▶ [QUOTED PASSAGE]:
....................

StataNow 18 help for arima

StataNow 18 help for arima

[TS] arima -- ARIMA, ARMAX, and other dynamic regression models

Syntax
Basic syntax for a regression model with ARMA disturbances
arima depvar [indepvars], ar(numlist) ma(numlist)

Basic syntax for an ARIMA(p,d,q) model
arima depvar, arima(#p,#d,#q)

Basic syntax for a multiplicative seasonal ARIMA(p,d,q)*(P,D,Q)s model
arima depvar, arima(#p,#d,#q) sarima(#P,#D,#Q,#s)

Full syntax
arima depvar [indepvars] [if] [in] [weight] [, options]
options Description ------------------------------------------------------------------------- Model noconstant suppress constant term arima(#p,#d,#q) specify ARIMA(p,d,q) model for dependent variable ar(numlist) autoregressive terms of the structural model disturbance ma(numlist) moving-average terms of the structural model disturbance constraints(constraints) apply specified linear constraints
Model 2 sarima(#P,#D,#Q,#s) specify period-#s multiplicative seasonal ARIMA term mar(numlist, #s) multiplicative seasonal autoregressive terms; may be repeated mma(numlist, #s) multiplicative seasonal moving-average terms; may be repeated
Model 3 condition use conditional MLE instead of full MLE savespace conserve memory during estimation diffuse use diffuse prior for starting Kalman filter recursions p0(#|matname) use alternate prior for starting Kalman recursions; seldom used state0(#|matname) use alternate state vector for starting Kalman filter recursions
SE/Robust vce(vcetype) vcetype may be opg, robust, or oim
Reporting level(#) set confidence level; default is level(95) detail report list of gaps in time series nocnsreport do not display constraints display_options control columns and column formats, row spacing, and line width
Maximization maximize_options control the maximization process; seldom used
collinear keep collinear variables coeflegend display legend instead of statistics ------------------------------------------------------------------------- You must tsset your data before using arima; see [TS] tsset. depvar and indepvars may contain time-series operators; see tsvarlist. by, collect, fp, rolling, statsby, and xi are allowed; see prefix. iweights are allowed; see weights. collinear and coeflegend do not appear in the dialog box. See [TS] arima postestimation for features available after estimation.

Menu
Statistics > Time series > ARIMA and ARMAX > ARIMA and ARMAX models

Description
arima fits univariate models for a time series, where the disturbances are allowed to follow a linear autoregressive moving-average (ARMA) specification. When independent variables are included in the specification, such models are often called ARMAX models; and when independent variables are not specified, they reduce to Box-Jenkins autoregressive integrated moving-average (ARIMA) models in the dependent variable.

....................

▶ [PROVIDED DATA]:

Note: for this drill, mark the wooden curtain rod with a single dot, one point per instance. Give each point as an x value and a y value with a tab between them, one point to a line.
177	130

....................

▶ [TASK SET]:
**A.** In the arima help page above, what must be done to the data before using arima?
**B.** Say whether each statement agrees with the arima help page, quoting the words that decide it: (i) iweights can be used with arima. (ii) The default confidence level is 90. (iii) The collinear and coeflegend options appear in the dialog box.

▶ [THE REPLIES]:
**A.** The data must be tsset.

**B.**
(i) Yes: "iweights are allowed"
(ii) No: "default is level(95)"
(iii) No: "collinear and coeflegend do not appear in the dialog box"